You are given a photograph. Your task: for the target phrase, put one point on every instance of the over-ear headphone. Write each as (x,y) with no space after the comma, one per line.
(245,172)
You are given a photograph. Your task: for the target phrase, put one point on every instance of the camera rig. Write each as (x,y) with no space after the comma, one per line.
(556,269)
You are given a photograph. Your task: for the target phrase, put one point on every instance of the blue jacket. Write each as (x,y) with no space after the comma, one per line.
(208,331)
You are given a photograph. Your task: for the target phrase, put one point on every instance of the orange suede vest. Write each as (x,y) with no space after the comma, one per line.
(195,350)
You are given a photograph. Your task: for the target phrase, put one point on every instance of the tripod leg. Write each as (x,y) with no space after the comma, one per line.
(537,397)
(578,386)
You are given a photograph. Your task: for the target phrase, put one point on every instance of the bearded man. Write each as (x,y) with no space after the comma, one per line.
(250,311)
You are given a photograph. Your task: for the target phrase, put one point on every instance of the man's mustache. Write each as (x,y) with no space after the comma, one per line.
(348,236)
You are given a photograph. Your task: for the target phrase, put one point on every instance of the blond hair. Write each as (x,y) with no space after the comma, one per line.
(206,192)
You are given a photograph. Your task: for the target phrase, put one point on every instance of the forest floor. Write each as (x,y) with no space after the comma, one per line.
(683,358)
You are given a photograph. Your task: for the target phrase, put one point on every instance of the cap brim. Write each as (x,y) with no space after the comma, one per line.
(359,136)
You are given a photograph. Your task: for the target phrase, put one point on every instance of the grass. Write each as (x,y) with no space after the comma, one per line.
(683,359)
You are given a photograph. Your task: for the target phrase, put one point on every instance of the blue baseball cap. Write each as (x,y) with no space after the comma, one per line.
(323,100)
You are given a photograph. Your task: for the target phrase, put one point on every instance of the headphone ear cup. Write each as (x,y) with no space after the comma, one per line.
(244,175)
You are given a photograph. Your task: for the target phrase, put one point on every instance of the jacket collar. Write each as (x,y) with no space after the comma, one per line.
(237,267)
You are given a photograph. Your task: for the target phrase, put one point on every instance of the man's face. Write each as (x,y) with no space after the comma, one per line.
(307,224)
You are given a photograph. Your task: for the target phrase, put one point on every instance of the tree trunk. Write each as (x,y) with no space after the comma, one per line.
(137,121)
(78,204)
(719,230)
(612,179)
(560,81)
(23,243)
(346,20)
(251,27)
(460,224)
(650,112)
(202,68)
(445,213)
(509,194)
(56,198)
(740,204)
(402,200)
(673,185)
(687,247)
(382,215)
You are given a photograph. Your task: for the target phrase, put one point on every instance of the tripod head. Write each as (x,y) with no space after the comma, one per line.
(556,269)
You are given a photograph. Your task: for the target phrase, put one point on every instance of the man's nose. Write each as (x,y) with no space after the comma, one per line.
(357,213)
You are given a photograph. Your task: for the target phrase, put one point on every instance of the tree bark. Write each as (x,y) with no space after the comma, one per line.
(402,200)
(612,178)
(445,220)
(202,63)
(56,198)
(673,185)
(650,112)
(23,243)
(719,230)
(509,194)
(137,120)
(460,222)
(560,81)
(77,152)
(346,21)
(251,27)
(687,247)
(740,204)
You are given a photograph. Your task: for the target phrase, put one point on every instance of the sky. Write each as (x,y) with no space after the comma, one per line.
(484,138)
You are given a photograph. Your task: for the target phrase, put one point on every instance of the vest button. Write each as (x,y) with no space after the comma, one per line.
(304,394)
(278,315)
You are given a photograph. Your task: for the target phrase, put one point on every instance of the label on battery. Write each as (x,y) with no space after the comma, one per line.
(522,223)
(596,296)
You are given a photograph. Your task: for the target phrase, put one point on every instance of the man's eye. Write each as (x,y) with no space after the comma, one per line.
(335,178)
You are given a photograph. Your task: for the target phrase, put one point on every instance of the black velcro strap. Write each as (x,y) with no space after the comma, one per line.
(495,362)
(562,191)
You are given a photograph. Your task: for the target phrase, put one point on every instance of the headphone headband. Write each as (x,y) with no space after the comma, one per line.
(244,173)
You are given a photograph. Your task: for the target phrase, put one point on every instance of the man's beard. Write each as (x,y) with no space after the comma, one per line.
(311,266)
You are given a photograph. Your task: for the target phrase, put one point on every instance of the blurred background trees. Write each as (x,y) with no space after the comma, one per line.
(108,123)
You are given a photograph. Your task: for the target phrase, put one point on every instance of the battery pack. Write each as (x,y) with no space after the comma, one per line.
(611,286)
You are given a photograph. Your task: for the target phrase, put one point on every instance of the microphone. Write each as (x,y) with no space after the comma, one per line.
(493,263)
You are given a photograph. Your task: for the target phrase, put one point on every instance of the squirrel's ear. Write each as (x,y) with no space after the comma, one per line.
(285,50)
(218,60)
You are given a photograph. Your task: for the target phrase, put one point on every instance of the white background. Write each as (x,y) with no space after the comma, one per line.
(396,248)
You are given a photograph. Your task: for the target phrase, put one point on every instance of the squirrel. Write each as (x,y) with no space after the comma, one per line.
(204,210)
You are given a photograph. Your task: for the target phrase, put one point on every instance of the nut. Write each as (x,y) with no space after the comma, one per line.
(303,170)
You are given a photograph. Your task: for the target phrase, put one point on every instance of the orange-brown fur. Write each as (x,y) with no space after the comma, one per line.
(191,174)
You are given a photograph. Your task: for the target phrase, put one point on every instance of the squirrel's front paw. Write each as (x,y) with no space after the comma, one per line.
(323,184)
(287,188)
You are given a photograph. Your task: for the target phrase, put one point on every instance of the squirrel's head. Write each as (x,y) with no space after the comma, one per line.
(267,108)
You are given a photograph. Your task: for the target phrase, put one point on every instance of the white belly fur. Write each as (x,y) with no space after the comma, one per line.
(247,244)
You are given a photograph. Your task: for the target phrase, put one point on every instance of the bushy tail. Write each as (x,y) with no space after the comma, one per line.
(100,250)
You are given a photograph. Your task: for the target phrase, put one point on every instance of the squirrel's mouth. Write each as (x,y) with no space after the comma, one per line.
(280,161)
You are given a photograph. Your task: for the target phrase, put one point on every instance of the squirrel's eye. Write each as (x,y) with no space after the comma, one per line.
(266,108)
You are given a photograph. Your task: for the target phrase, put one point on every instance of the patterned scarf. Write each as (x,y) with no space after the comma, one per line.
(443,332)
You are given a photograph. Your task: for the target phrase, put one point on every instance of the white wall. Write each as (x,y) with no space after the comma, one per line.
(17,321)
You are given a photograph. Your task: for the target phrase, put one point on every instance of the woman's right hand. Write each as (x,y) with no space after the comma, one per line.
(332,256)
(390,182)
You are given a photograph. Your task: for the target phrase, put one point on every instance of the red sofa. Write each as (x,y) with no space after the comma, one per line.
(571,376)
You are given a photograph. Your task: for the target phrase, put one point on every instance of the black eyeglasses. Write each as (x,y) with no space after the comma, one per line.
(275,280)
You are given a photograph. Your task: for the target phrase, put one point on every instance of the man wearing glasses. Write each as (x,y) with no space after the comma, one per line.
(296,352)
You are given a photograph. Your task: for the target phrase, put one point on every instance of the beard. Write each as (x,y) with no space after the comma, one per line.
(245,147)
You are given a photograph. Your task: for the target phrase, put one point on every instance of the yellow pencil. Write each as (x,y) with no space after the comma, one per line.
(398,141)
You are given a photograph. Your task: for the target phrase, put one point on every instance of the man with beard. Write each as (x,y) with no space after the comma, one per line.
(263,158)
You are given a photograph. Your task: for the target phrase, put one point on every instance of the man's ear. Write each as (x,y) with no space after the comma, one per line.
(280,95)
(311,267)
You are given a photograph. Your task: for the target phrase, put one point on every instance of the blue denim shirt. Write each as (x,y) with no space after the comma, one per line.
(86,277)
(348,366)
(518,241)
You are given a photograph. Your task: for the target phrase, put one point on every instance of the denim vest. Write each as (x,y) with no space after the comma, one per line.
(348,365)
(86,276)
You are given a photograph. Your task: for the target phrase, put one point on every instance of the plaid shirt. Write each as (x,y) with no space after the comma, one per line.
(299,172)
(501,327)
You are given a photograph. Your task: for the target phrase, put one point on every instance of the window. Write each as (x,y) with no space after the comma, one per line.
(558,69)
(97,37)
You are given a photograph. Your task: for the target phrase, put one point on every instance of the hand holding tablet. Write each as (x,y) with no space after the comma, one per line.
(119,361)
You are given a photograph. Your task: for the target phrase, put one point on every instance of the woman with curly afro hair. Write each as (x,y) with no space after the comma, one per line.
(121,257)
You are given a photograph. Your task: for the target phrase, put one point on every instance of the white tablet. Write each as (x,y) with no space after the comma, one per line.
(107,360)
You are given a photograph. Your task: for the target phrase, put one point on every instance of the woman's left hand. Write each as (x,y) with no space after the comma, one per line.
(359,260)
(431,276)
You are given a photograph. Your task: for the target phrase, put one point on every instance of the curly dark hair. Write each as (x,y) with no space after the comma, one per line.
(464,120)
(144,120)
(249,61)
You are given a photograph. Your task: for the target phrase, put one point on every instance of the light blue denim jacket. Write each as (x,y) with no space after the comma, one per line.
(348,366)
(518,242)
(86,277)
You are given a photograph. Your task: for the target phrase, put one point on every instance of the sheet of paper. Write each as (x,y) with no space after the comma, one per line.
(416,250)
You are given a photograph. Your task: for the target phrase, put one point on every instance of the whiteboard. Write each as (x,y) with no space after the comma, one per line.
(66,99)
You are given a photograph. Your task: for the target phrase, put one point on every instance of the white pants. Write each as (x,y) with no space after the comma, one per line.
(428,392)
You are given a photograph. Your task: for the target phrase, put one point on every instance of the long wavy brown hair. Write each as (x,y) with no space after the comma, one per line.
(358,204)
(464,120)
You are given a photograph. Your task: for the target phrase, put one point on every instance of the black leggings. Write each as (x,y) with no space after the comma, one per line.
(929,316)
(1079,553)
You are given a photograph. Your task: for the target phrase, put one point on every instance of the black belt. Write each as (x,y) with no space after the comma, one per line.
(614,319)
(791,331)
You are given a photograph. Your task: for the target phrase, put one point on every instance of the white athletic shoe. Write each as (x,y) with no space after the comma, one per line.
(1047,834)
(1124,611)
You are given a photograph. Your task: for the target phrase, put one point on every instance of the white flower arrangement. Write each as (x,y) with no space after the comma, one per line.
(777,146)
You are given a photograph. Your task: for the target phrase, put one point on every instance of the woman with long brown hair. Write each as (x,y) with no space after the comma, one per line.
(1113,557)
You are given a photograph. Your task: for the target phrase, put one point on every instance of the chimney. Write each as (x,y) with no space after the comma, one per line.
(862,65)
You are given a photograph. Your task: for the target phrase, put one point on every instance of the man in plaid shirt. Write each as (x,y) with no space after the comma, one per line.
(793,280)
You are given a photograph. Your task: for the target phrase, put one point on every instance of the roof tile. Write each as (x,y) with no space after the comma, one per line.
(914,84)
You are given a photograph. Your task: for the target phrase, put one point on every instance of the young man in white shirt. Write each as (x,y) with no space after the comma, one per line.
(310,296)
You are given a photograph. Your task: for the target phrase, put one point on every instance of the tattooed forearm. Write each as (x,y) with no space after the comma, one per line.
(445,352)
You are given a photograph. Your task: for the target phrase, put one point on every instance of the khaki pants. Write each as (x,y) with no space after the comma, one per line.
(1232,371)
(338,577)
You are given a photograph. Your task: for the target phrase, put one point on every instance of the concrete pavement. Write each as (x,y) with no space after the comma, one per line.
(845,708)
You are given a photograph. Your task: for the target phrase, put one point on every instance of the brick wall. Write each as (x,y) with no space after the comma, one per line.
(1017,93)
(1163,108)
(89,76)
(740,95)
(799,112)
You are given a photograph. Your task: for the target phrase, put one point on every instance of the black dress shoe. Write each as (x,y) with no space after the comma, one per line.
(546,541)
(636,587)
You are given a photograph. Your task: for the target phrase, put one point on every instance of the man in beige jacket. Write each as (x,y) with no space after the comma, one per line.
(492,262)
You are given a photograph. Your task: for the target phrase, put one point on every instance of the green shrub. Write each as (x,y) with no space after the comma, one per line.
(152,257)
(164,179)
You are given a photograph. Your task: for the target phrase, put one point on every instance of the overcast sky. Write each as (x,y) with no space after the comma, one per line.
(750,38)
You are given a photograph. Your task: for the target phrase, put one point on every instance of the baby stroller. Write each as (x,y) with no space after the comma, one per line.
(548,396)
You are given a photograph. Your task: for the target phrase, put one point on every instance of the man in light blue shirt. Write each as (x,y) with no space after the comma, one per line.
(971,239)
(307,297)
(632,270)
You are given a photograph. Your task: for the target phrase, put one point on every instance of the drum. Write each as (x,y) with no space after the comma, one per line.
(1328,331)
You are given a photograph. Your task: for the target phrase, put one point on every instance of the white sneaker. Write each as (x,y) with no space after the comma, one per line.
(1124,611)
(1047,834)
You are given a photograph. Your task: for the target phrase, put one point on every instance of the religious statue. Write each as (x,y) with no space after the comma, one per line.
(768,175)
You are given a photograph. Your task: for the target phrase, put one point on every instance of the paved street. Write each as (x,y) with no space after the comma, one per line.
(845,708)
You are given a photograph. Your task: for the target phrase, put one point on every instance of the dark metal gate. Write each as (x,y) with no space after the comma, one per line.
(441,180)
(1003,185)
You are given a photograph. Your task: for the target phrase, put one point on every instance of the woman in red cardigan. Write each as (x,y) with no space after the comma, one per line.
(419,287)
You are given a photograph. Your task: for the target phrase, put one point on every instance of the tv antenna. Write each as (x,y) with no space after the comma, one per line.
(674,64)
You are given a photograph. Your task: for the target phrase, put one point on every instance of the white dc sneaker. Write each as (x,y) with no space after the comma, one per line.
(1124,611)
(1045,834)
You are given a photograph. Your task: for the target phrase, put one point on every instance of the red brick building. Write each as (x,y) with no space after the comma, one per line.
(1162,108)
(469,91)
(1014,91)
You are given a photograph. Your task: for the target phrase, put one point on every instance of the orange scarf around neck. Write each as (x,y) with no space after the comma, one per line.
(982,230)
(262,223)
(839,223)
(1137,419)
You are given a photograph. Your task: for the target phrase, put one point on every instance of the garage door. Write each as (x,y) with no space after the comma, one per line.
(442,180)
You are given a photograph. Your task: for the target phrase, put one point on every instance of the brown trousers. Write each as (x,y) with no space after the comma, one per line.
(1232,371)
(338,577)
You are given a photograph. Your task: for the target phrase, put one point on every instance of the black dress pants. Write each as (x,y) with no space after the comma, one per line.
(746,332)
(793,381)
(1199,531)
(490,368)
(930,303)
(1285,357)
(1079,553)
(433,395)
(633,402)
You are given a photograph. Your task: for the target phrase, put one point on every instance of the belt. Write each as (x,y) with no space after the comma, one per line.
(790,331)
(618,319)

* _What to produce_: Repeat only the stretch of lines starting at the one containing "of the belt." and running to the final line of the entries above.

* _Result of the exercise_:
You are given a photograph. Your task: for the target phrase, put one point on every instance of the belt. Write each as (x,y) with no space after the comma, one per line.
(790,331)
(618,319)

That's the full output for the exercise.